The first “made in Taiwan” AI supercomputer, TAIWANIA 2 is a milestone in Taiwan’s promotion of AI as a core tenet of its future development and will be used by academic and research communities at the Taiwan Computing Cloud in Taiwan

In addition to placing high on the TOP500 list of the world’s fastest supercomputers, TAIWANIA 2 ranks 10th on the Green500 list of the most efficient systems in the world. Both rankings are the best ever recorded in the history of Taiwan.

Powered by 2,016 NVIDIA V100 Tensor Core GPUs, TAIWANIA 2 can deliver 9 petaflops of computing power to support high performance computing and AI workloads at scale.

This extreme processing power means it can feed 1.76 million images into an AI model for deep learning training in the time it takes to snap your fingers. And it will lead to massive speedups for tasks such as pathogen identification and disease diagnosis, handling a week’s worth of computation in as little as five hours.

++++++

Problem description =>
Reproduce the text about TAIWANIA 2 word for word, from "Powered by 2,016" up to and including "AI workloads at scale.". The material after this point comes from a different source than the text about TAIWANIA 2.

++++++

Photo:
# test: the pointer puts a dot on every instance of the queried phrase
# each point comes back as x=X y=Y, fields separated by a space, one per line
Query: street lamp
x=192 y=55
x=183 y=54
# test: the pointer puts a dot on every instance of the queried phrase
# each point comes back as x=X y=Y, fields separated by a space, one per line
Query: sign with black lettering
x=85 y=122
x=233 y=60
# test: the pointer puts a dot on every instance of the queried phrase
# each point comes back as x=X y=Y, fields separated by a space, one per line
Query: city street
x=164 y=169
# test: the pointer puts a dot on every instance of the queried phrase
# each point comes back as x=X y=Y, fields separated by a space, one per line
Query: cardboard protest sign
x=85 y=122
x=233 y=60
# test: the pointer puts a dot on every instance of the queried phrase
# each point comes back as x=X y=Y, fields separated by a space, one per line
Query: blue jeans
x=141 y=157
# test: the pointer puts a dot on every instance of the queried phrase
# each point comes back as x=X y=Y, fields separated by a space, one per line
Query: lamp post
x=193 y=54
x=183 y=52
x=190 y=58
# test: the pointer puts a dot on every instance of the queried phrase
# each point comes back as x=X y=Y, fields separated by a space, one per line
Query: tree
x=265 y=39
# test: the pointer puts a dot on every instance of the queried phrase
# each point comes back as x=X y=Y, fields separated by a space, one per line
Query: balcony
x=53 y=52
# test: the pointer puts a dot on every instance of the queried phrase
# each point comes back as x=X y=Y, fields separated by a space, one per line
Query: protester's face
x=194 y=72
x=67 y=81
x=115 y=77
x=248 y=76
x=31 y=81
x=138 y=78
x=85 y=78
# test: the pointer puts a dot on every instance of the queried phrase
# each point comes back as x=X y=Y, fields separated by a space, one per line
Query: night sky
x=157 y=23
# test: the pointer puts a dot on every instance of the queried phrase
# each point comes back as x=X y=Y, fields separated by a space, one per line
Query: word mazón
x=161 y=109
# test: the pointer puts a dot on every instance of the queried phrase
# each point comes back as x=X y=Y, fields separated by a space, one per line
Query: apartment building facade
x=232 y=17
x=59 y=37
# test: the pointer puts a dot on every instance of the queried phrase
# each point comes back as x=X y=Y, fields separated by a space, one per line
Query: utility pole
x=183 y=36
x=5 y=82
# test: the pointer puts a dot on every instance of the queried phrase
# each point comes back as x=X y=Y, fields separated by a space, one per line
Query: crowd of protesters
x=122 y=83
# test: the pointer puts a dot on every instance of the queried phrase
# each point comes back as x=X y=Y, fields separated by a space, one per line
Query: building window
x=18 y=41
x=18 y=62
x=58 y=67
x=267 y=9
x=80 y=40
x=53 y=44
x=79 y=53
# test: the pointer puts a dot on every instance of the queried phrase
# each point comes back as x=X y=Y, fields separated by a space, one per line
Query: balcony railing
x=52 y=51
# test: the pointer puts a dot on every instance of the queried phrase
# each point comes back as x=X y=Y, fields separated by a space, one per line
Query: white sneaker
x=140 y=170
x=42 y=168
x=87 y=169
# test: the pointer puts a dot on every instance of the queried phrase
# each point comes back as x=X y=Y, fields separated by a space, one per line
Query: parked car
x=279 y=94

++++++

Exercise response =>
Powered by 2,016 NVIDIA V100 Tensor Core GPUs, TAIWANIA 2 can deliver 9 petaflops of computing power to support high performance computing and AI workloads at scale.